Tasks to perform
• a. In the text about greed and the CEO class, list every action it says the CEOs took once they had risen to power.
• b. Check each statement against the text about greed and the CEO class. Answer yes or no for each, and quote the words that decide it.
(i) The text claims greed did not exist before the rise of corporations.
(ii) The text says the rest of us embraced greed more fully than the upper crust did.
(iii) The text names deregulation of banking among the laws the CEOs obtained.
• c. Continue the text about greed and the CEO class from its last sentence.

====== Document

The reasons we abandoned a stable economy for one based on greed are somewhat complex, including a greatly reduced fear of God – and therefore established religions, which had provided morality for the masses – and the rise of corporations, which are institutionalised greed. Greed has certainly existed throughout human history, but as science discredited traditional ideas of God and the various religions failed to evolve, there was a vacuum in morality. That hole was filled by a new god, the Almighty Dollar, and this allowed a new class of money and power-worshippers to rise to power, the Chief Executive Officer (CEO).

In addition, with God dead, the rest of us soon embraced greed, albeit to a much lesser extent than the upper crust. In this we were strongly encouraged by those who stood to make the most from our abandonment of conservative principles: the CEOs. Most advertising is simply the encouragement of one or more vices, sometimes accompanied by the mocking of our former principles.

As time has gone by, the CEOs have wangled many laws enabling and encouraging greed, including the most recent easy credit era and deregulation of banking. They have also poured literally billions of dollars into ‘think tanks’ like the American Heritage Institute and Cato for the purpose of justifying the goodness of greed.

============
====== Records provided

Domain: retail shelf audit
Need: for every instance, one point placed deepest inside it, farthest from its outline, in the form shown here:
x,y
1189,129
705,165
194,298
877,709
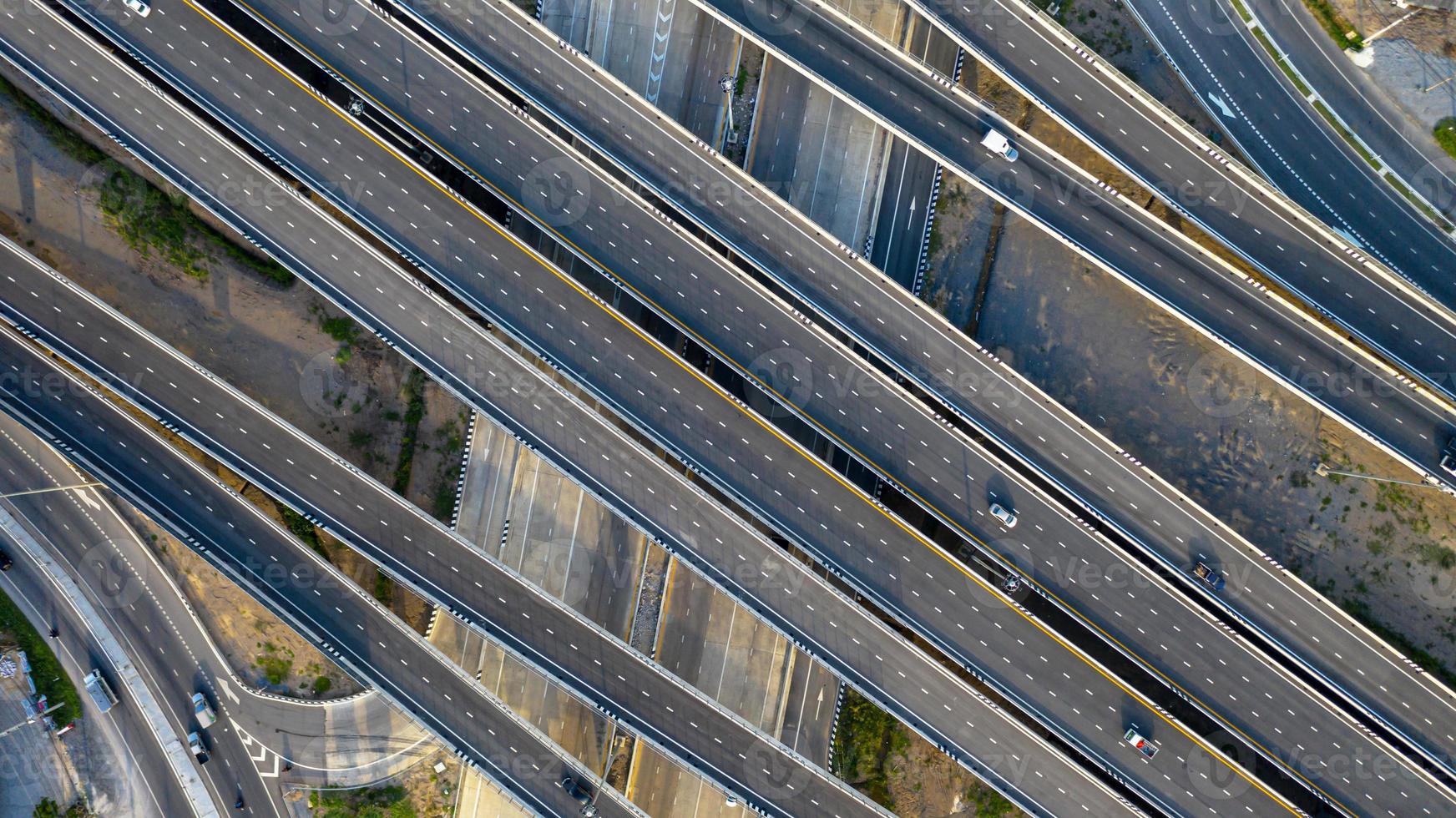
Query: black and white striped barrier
x,y
465,466
925,238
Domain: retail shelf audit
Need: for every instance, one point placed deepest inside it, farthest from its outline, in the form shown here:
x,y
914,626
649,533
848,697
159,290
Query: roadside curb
x,y
178,757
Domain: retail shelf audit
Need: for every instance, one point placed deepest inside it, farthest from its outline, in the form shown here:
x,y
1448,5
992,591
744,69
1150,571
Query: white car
x,y
205,712
1004,514
1140,743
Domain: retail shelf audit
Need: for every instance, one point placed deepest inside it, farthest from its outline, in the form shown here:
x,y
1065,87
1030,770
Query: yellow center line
x,y
682,364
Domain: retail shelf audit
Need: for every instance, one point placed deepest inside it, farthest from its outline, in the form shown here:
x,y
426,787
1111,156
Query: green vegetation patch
x,y
865,740
301,528
1444,134
1280,62
1362,612
373,802
1336,25
414,412
50,679
146,219
50,810
277,664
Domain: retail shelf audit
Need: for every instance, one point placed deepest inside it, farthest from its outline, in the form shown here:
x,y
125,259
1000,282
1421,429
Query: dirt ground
x,y
902,772
1158,389
417,792
254,642
1430,29
1235,442
968,225
270,341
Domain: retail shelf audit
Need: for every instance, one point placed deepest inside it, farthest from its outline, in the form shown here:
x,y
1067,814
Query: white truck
x,y
1140,743
999,144
99,692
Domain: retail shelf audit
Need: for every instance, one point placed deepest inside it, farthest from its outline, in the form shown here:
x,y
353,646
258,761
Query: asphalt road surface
x,y
88,538
622,356
150,788
1282,242
250,548
645,497
599,240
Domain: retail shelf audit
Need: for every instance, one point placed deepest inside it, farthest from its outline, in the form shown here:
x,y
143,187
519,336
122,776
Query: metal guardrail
x,y
140,696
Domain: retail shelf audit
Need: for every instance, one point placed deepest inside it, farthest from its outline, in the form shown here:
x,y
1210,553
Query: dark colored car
x,y
583,795
1209,575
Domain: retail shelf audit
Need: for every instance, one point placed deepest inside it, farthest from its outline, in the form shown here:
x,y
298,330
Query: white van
x,y
999,144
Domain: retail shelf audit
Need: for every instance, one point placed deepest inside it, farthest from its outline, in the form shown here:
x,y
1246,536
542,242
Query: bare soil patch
x,y
284,346
1238,442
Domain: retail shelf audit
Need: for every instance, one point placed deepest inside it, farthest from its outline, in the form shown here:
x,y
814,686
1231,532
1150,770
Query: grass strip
x,y
45,670
1279,60
142,215
865,740
1428,663
1444,133
372,802
1336,25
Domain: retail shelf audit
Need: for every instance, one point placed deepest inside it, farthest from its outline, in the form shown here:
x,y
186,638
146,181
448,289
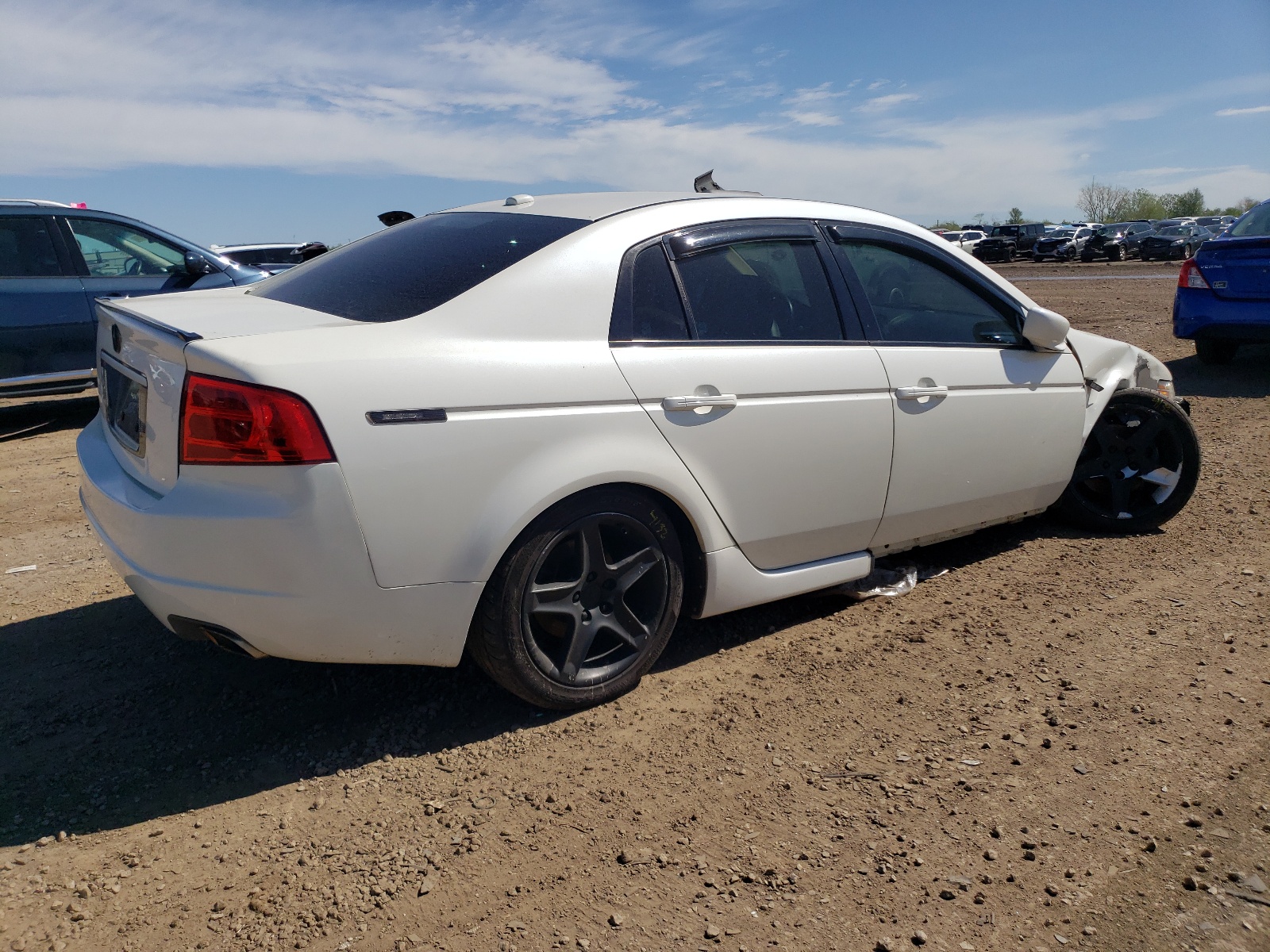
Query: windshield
x,y
417,266
1255,222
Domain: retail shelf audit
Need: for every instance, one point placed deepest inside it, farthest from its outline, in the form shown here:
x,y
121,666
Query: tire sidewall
x,y
1075,508
507,588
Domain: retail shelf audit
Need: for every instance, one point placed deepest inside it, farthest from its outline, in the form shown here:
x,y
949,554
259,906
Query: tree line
x,y
1108,203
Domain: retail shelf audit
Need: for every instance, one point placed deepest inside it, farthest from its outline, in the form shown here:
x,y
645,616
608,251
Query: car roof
x,y
260,247
594,206
33,202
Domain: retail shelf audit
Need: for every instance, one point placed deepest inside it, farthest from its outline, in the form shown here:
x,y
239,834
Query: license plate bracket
x,y
124,403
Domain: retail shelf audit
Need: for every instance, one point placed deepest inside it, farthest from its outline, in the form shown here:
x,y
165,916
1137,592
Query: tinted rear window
x,y
1255,222
264,255
417,266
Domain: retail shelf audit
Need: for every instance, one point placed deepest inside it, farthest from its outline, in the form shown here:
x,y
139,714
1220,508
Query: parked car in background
x,y
1174,241
541,431
965,240
1006,241
1117,243
1223,292
55,259
1060,244
271,258
1221,222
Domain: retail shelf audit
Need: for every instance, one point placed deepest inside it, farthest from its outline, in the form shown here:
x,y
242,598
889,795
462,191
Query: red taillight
x,y
1191,276
228,422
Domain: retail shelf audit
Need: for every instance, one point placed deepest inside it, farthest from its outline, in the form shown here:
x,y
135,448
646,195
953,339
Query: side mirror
x,y
1045,329
197,264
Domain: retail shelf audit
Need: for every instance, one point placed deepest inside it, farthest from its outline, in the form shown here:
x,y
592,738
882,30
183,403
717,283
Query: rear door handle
x,y
918,393
694,401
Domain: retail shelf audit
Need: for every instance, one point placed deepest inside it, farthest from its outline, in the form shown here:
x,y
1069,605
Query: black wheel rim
x,y
595,601
1130,463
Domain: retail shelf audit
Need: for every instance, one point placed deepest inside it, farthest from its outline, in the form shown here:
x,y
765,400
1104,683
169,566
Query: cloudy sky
x,y
290,121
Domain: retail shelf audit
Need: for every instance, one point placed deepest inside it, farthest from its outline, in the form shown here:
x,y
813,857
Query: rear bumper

============

Expected responses
• a.
- They strongly encouraged the rest of us to abandon conservative principles and embrace greed.
- They wangled many laws enabling and encouraging greed, including the most recent easy credit era and deregulation of banking.
- They poured literally billions of dollars into think tanks such as the American Heritage Institute and Cato to justify the goodness of greed.

• b.
(i) No: "Greed has certainly existed throughout human history"
(ii) No: "albeit to a much lesser extent than the upper crust"
(iii) Yes: "the CEOs have wangled many laws enabling and encouraging greed, including the most recent easy credit era and deregulation of banking"

• c.
And, just as greedy religious leaders and kings had in the past encouraged heavy breeding by the masses in order to increase the size of their followers and armies, today’s CEOs insist on continuous population growth as the simplest and crudest way to keep the economy – and their markets and salaries – growing. Even though it is obvious that someday the population growth must stop, the answer is always: Not now. That is the response of an addict.

The result is a corrupted society, and an economy and environment teetering on the brink of collapse.

Because so many of us have bought into the idea that Greed is Good, returning to conservative principles of thrift, of living within one’s means, of common sense, will be difficult. Sooner or later, however God/Nature/Reality, whether  you believe in it or not, will force it upon us. The cost will be greater the longer we remain disconnected from reality.

Further reading

What a Stable Economy Looks Like, and How It Works

Combining the Stable Economy with Waste Not, Want Not for the Sustainable Economy.

Developing Countries need a Growth Economy; Developed Countries need a Stable and Sustainable Economy.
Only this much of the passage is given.